==== Source extract ====

With his frontline players unable to break through, Ranger coach John Tortorella sent out ruffian forwards Rupp and Brandon Prust on the next shift and the pair combined for New York's first goal, as Rupp beat Sergei Bobrovsky over the glove for just his second goal of the season. Less than three minutes into the third period, the line combined for the tying goal, as Rupp scored from a nasty angle -- below the left faceoff dot -- on a weak shot Bobrovsky should have stopped.
In their locker room after the game, the Rangers passed a celebratory fedora to Rupp, as the team's reward for a job well done. It's the Rangers' equivalent of a game ball or game puck, and it was Rupp's first chance to wear it this season. "I couldn't be happier for him," Tortorella said of Rupp. "I tell you what he brings. There's a respect he brings to that room with a really young corps that's needed. He's a really great teammate. Him and Pruster, they're two important guys as far as the glue to our hockey club."

==== Provided information ====

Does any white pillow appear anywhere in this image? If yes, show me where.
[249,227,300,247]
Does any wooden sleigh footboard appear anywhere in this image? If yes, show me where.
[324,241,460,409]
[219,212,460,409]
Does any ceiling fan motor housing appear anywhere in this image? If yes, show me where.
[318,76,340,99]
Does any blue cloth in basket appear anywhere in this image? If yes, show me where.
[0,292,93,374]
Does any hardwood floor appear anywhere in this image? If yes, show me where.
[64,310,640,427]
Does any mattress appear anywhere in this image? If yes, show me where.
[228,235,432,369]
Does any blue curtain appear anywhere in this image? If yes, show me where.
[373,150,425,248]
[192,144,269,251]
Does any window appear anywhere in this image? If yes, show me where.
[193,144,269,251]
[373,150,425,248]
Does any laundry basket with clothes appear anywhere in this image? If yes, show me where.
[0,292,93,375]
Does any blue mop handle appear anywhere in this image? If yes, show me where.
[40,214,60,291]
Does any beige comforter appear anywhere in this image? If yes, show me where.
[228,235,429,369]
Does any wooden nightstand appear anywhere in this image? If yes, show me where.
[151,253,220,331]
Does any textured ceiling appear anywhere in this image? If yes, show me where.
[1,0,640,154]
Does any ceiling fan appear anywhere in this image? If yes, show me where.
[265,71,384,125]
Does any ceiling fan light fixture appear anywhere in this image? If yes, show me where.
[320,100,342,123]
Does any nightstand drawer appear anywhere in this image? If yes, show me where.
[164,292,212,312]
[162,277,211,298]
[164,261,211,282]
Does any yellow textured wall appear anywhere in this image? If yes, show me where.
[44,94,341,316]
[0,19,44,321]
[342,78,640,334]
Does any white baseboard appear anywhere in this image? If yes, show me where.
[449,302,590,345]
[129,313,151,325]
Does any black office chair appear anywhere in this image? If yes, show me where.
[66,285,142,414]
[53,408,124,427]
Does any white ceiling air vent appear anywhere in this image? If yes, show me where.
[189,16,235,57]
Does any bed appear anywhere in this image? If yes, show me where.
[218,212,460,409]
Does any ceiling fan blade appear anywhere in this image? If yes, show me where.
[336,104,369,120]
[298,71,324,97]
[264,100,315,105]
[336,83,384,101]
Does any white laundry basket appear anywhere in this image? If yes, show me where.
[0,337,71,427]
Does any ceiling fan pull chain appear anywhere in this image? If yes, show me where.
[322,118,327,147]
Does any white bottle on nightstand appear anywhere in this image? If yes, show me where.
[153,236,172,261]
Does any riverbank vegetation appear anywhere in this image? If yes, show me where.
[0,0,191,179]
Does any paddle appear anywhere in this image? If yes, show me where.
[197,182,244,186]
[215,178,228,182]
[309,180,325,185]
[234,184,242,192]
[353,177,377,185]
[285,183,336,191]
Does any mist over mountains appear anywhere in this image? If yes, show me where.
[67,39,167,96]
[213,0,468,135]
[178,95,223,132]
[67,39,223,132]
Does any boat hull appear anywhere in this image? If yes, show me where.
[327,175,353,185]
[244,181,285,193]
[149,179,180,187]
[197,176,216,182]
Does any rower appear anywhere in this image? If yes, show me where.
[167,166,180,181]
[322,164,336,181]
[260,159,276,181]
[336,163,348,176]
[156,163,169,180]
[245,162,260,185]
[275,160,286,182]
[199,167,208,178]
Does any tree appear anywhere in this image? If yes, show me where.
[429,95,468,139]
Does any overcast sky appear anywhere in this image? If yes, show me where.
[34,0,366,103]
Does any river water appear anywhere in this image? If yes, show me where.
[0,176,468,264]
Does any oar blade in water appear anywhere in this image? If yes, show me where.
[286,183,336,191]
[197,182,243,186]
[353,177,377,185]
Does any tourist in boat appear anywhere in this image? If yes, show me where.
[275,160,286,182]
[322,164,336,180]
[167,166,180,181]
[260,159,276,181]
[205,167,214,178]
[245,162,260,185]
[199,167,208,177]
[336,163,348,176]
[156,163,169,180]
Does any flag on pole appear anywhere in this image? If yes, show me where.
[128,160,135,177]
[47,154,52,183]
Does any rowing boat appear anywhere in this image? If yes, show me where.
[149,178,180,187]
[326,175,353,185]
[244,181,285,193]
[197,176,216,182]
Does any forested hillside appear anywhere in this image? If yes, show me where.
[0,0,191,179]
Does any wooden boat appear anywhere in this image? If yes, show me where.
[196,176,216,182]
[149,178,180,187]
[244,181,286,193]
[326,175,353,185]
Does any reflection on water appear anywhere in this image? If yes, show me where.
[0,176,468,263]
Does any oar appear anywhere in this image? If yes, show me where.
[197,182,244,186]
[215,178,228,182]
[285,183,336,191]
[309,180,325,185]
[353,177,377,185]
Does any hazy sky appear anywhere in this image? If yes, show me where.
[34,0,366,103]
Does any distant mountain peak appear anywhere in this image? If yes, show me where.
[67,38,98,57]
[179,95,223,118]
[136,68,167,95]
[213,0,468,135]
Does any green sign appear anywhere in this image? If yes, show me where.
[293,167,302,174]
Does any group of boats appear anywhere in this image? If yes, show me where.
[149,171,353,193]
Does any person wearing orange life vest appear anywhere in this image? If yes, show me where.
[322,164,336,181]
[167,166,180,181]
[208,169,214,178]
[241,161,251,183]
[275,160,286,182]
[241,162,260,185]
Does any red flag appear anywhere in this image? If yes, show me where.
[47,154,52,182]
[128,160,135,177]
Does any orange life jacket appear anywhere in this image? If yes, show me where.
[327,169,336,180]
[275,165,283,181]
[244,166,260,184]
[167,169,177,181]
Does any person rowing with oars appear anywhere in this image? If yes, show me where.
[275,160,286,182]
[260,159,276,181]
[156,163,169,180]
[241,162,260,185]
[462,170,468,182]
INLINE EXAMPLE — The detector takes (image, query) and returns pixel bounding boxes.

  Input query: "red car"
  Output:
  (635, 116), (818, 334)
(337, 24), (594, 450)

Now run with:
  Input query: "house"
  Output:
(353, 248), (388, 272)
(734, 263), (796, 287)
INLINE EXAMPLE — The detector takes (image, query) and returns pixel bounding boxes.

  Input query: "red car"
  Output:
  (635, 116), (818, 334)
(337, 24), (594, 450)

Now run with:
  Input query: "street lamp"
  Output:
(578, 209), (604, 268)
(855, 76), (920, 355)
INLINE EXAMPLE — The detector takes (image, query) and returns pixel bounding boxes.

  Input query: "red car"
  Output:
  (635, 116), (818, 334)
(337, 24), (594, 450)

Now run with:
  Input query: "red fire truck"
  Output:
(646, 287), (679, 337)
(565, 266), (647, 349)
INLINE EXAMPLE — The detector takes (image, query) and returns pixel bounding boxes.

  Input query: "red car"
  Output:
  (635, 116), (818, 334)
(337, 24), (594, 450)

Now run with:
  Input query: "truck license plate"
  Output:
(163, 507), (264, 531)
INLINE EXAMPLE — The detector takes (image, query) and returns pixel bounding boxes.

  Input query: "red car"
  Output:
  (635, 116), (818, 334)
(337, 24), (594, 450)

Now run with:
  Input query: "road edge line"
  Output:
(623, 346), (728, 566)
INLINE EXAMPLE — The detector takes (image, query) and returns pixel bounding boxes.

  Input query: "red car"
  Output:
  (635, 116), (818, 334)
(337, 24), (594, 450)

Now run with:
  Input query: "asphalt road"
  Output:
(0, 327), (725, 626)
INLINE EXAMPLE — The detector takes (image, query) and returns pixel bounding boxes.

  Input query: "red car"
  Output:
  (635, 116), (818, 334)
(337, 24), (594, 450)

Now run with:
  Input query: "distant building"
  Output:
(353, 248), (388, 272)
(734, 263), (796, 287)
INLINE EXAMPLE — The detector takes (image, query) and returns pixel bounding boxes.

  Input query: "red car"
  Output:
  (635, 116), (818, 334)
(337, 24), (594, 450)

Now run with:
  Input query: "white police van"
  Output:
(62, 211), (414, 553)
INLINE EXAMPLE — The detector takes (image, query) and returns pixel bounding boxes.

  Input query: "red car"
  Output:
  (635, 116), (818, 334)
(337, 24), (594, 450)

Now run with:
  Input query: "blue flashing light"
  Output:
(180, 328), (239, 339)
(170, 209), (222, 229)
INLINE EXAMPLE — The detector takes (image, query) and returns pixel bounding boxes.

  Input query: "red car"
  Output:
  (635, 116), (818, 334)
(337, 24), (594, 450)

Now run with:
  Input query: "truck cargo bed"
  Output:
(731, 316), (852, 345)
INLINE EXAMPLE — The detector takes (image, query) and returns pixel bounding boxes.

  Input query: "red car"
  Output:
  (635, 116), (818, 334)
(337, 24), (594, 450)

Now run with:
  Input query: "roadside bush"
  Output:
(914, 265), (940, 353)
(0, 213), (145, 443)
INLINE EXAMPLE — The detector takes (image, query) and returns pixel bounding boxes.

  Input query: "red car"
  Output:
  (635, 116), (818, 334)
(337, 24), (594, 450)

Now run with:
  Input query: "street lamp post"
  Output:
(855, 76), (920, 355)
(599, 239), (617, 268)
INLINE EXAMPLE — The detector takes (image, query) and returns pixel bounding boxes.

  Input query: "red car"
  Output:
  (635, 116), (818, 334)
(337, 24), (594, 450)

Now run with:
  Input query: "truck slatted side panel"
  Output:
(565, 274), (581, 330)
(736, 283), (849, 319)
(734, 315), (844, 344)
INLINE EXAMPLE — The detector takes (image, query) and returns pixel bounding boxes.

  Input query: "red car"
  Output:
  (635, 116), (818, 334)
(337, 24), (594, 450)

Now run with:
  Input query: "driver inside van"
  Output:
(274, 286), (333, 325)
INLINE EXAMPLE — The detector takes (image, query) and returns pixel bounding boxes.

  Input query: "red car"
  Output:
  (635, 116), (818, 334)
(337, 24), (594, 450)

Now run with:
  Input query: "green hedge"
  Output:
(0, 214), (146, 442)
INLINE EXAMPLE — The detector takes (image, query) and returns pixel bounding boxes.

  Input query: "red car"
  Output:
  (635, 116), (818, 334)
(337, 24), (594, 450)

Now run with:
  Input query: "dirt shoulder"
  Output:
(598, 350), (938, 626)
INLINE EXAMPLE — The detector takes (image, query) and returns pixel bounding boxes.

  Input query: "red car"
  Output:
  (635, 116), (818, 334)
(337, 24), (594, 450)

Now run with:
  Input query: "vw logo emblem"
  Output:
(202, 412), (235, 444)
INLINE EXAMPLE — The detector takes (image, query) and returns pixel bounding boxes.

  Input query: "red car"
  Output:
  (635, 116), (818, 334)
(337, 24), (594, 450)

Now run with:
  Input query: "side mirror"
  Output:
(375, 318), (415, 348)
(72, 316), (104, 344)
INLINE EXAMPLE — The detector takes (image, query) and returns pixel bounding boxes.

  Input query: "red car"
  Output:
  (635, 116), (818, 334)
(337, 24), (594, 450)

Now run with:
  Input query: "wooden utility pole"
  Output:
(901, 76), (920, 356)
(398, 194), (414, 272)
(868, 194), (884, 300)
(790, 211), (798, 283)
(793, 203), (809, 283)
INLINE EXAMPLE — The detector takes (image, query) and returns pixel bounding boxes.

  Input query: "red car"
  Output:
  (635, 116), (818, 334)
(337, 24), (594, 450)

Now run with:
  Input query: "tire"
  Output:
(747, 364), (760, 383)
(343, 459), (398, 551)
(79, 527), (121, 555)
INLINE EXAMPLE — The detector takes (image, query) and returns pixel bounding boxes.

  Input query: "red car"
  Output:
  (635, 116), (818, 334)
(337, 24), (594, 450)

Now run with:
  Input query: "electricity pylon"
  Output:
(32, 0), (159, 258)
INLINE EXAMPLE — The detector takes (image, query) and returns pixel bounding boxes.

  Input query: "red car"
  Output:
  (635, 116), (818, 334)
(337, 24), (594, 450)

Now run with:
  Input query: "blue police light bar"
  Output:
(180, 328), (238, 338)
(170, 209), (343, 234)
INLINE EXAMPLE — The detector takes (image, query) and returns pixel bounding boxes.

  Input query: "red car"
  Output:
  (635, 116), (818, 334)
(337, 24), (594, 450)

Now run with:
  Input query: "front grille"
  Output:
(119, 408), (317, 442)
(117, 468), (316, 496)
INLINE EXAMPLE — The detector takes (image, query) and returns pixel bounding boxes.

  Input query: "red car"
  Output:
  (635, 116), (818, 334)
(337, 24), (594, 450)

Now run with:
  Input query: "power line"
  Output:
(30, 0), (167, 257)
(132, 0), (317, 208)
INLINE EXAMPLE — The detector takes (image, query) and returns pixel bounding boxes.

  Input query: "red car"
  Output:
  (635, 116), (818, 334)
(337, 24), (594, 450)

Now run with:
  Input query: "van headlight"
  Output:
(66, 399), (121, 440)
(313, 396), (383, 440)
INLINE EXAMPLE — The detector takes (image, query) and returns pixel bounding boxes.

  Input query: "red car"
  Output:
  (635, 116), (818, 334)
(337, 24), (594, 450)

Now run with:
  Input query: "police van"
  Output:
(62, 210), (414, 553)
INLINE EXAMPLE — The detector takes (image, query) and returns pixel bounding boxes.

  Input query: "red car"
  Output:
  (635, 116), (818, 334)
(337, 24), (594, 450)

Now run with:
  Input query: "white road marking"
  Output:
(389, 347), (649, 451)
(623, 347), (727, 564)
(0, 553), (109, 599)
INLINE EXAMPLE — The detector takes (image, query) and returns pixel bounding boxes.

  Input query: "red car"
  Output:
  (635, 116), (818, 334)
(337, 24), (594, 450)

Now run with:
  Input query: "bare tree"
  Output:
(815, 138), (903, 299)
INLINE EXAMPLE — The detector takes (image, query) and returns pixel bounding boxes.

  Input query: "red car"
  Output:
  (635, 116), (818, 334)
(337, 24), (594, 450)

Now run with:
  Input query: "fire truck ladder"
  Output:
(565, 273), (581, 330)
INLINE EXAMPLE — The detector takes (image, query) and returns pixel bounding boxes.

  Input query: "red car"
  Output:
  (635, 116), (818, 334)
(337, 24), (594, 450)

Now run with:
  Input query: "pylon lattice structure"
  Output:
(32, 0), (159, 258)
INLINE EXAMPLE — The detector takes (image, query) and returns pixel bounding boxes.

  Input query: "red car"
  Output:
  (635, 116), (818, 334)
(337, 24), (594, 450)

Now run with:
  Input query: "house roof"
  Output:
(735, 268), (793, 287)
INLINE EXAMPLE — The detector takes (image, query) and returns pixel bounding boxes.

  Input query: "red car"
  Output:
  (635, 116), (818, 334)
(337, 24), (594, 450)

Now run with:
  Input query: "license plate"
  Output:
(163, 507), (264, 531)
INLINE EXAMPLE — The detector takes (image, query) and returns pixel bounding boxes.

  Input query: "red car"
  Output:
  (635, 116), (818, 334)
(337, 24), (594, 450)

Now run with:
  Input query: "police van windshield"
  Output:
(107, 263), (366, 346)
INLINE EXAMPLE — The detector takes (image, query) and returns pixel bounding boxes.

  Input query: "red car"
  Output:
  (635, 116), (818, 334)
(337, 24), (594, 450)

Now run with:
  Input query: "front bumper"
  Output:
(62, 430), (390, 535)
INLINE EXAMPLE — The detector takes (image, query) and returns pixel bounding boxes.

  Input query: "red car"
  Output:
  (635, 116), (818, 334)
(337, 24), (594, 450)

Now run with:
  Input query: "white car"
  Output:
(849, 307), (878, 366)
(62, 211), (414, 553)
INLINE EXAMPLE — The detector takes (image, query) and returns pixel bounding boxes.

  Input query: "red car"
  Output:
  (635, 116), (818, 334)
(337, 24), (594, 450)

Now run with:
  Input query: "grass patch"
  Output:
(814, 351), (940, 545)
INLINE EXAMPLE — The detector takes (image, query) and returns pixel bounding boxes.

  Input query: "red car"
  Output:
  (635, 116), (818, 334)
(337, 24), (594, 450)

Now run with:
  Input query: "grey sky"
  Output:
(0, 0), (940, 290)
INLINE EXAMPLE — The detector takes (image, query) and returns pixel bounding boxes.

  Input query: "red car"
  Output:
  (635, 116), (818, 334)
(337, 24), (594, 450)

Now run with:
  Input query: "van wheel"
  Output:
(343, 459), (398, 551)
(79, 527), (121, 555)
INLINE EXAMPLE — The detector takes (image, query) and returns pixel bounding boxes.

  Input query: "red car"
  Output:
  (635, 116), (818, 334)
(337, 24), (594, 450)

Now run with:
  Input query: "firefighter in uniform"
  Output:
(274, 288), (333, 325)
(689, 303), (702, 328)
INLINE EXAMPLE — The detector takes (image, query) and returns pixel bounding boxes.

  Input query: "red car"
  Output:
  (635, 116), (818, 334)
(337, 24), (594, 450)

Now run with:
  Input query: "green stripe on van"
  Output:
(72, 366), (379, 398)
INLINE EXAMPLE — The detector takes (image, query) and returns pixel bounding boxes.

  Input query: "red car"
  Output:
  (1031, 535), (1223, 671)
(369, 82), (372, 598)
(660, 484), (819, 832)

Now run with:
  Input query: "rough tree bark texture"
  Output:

====

Work instruction: Name every person who appears by name in the hockey game report above.

Expected answer:
John Tortorella
Rupp
Brandon Prust
Sergei Bobrovsky